In the last days of 1944 and early days of 1945, Schindler is often absent from Brinnlitz. He travels using forged documents to smuggle food and other goods back to Brinnlitz. In Schindler’s absence, Liepold terrorizes the factory workers. Janek Dresner, a teenager, accidentally breaks a machine, and Liepold uses it as an excuse to hang him. Schindler arrives just before the hanging; he insists that they have a trial on the floor and that he be allowed to act as judge, since the boy broke his machinery. Liepold begrudgingly agrees, and Schindler puts on a theatrical show in which he slaps Dresner in mock-rage. This physical violence placates Liepold, and Dresner avoids execution; Schindler secretly winks at Dresner when Liepold can’t see him. Keneally believes that the Brinnlitz factory existed solely through confidence and the audacity of openly defying the SS party.
In April 1945, Schindler turns 37. Hassebroek officially closes the Gross-Rosen camp, condemning the Brinnlitz camp to liquidation. Schindler begins acting recklessly to ensure his camp’s survival until the last days. Schindler knows from insider information that the war will likely be over soon, so he hopes to hold out until it ends and his prisoners can walk free. Stories abound: Schindler trips SS inspectors down flights of stairs, liquors them up when they come to inspect, and buys black-market tank shells to pass off as his own during inspection. During one inspection, Schindler leads SS men into the boiler room, where Lusia—one of the most severely ill women from Auschwitz-Birkenau, who wouldn’t leave her sickbed until the war ended—is convalescing. She believes that she may be a sacrificial lamb to appease the SS and thus keep the rest of the workers safe. Schindler excuses her presence to the SS men as if a sick Jewish woman in the boiler room was the most natural phenomenon in the world. The SS inspectors have no choice but to accept this and continue with the investigation.

▸ Information shown:
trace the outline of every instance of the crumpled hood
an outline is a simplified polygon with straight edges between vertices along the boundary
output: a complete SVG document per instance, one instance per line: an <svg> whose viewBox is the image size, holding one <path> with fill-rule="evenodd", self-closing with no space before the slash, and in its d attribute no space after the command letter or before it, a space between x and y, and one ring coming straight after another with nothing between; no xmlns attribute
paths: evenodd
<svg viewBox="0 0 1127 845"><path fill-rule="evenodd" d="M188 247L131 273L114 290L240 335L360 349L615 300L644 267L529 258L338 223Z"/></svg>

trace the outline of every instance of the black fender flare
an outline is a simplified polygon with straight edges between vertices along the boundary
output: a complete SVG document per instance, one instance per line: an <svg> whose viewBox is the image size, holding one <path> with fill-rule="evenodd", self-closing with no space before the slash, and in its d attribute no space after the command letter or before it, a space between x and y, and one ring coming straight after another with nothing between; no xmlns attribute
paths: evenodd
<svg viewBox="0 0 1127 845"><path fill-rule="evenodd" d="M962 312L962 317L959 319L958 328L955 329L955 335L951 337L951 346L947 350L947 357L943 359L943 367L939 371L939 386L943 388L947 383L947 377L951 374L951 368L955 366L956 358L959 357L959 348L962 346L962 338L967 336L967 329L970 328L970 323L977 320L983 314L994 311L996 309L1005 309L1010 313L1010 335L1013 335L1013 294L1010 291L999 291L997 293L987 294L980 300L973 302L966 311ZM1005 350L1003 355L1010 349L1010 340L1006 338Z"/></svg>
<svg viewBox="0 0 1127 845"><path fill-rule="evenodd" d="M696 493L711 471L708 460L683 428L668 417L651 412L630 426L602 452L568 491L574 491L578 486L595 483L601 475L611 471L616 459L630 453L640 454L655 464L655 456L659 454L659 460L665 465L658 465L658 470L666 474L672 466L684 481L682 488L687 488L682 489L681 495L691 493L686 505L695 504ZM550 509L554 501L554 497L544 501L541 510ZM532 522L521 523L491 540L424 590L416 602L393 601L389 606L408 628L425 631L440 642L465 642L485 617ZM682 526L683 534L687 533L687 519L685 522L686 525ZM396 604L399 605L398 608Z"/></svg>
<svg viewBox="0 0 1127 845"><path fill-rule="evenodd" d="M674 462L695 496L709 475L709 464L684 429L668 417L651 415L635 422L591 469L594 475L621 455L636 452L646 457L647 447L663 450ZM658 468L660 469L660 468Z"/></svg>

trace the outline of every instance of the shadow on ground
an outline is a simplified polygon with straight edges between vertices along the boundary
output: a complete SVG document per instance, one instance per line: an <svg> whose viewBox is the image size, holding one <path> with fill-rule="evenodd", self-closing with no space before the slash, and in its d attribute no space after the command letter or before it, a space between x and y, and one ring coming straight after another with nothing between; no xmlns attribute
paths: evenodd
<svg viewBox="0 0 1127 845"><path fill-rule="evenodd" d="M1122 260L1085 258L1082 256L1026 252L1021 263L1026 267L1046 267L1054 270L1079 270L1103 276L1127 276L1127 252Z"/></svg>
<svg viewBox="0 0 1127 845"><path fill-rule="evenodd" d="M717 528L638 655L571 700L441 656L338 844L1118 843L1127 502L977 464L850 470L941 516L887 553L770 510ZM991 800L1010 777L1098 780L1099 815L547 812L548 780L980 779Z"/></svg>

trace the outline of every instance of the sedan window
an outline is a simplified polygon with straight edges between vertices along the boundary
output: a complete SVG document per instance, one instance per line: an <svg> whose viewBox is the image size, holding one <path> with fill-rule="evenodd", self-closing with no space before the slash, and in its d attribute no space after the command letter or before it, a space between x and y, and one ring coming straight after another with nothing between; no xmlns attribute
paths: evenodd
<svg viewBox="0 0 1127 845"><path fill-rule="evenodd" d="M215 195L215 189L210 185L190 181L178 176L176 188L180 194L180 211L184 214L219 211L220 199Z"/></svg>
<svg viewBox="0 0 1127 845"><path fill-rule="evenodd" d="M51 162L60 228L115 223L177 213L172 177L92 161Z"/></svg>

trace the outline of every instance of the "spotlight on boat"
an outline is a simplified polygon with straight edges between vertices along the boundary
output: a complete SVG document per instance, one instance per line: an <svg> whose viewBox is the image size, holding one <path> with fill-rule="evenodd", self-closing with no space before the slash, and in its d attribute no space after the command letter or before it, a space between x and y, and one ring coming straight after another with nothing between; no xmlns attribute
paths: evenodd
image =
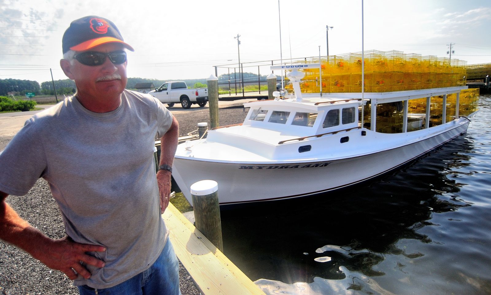
<svg viewBox="0 0 491 295"><path fill-rule="evenodd" d="M279 97L281 96L281 95L280 94L279 91L273 91L273 96L274 97L274 100L279 101Z"/></svg>

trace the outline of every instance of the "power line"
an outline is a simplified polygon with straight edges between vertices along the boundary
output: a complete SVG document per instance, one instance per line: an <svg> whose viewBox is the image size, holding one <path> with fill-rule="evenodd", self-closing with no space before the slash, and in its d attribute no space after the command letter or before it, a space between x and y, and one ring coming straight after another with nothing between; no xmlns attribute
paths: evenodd
<svg viewBox="0 0 491 295"><path fill-rule="evenodd" d="M464 55L464 54L454 54L456 56L491 56L491 54L483 55Z"/></svg>
<svg viewBox="0 0 491 295"><path fill-rule="evenodd" d="M42 28L23 28L23 27L0 27L0 28L15 28L15 29L20 29L20 30L36 30L36 31L57 31L57 30L49 30L49 29L42 29Z"/></svg>
<svg viewBox="0 0 491 295"><path fill-rule="evenodd" d="M22 20L21 19L12 19L8 17L0 17L0 19L3 19L4 20L15 20L16 21L27 21L28 22L42 22L43 23L53 23L53 24L57 24L56 22L51 22L50 21L40 21L37 20Z"/></svg>
<svg viewBox="0 0 491 295"><path fill-rule="evenodd" d="M49 38L51 36L0 36L5 38Z"/></svg>
<svg viewBox="0 0 491 295"><path fill-rule="evenodd" d="M21 44L19 45L10 45L8 44L0 44L0 46L46 46L46 45L29 45L28 44Z"/></svg>
<svg viewBox="0 0 491 295"><path fill-rule="evenodd" d="M1 55L28 55L28 56L51 56L48 54L0 54Z"/></svg>

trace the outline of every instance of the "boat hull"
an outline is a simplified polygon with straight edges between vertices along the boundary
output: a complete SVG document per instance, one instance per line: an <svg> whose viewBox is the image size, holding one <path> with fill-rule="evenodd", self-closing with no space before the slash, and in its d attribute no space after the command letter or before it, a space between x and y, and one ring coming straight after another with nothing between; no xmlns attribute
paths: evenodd
<svg viewBox="0 0 491 295"><path fill-rule="evenodd" d="M300 197L352 185L395 169L465 133L468 125L468 121L406 145L333 161L241 163L176 155L173 175L191 205L191 186L205 179L218 183L220 205Z"/></svg>

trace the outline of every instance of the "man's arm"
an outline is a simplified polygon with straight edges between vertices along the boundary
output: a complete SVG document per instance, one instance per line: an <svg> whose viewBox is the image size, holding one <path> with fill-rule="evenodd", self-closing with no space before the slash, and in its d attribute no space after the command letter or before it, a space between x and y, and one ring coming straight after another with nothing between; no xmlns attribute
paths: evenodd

▸ Jobs:
[1] In the summary of Schindler's Brinnlitz factory, who accidentally breaks a machine?
[2] Extend the summary of Schindler's Brinnlitz factory from its final sentence with one more paragraph.
The lines have no connection to the summary of Schindler's Brinnlitz factory.

▸ Response list:
[1] Janek Dresner, a teenager, breaks the machine.

[2]
Schindler spends his last days at the Brinnlitz camp fighting legal accusations by both locals and the SS. Meanwhile, he arms his workers in secret so that they can protect themselves after the war. A detachment of the SS barracks stationed at Brinnlitz are Ukrainian communists, conscripted by the SS upon their defeat. These “Budzyn People” sympathize heavily with the prisoners, training them in the use of firearms and, eventually, staying with them after the war ends.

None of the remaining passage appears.